REQUIREMENT. Could the entries below be retyped exactly and in full?

INFORMATION SHOWN.
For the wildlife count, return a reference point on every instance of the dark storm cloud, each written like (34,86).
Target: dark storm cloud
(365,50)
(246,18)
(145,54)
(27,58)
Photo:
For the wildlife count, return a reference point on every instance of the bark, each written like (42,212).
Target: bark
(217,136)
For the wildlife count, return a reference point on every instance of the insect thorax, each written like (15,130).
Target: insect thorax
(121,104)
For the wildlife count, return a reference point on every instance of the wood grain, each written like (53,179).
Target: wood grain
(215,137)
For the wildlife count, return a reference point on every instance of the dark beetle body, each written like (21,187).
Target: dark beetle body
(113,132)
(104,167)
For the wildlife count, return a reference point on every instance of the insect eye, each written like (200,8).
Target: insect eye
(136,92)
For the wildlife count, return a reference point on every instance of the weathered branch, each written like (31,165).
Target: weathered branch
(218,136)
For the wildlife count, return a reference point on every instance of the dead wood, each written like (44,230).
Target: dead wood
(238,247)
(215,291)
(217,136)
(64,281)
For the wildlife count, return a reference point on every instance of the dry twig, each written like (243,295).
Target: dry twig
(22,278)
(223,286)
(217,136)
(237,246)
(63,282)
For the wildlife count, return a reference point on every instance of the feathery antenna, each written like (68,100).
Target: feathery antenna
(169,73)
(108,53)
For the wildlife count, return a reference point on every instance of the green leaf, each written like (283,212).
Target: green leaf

TASK ANSWER.
For the wildlife count, return a reference point on every instance of the dark storm cloud, each written like (34,86).
Target: dark storm cloud
(365,50)
(246,18)
(145,54)
(27,58)
Photo:
For the wildlife count, return a reference point on every instance of the bark, each written like (42,212).
Target: bark
(217,136)
For the wildlife count, return a reference point on every instance of the insect thorax, each written like (15,130).
Target: insect thorax
(121,104)
For the wildlife count, return a reference point on every instance of the wood grain, each written like (53,179).
Target: wood grain
(215,137)
For the wildlife count, return a reference point on every instance of the dark beetle body, each written like (21,187).
Target: dark beetle body
(113,132)
(104,167)
For the wildlife count, return a reference point on every instance of the insect eye, each written like (200,8).
Target: insect eye
(136,92)
For the wildlife count, return a reference point on every instance of the weathered branch, each written like (31,165).
Target: weathered branch
(218,136)
For the wildlife count, return a reference point on every instance of the dead wood, each written like (44,230).
Target: dead wood
(238,247)
(215,291)
(217,136)
(64,281)
For the wildlife count, return a reference point on every instance of the dry twig, each written like (243,295).
Target: dry twig
(22,278)
(223,286)
(217,136)
(237,246)
(63,282)
For the wildlife count, return a reference point on every instance of the feathery antenna, each written like (68,100).
Target: feathery antenna
(169,73)
(108,53)
For the wildlife count, return a reference point on every instance of the green leaf, each written like (283,212).
Target: green leaf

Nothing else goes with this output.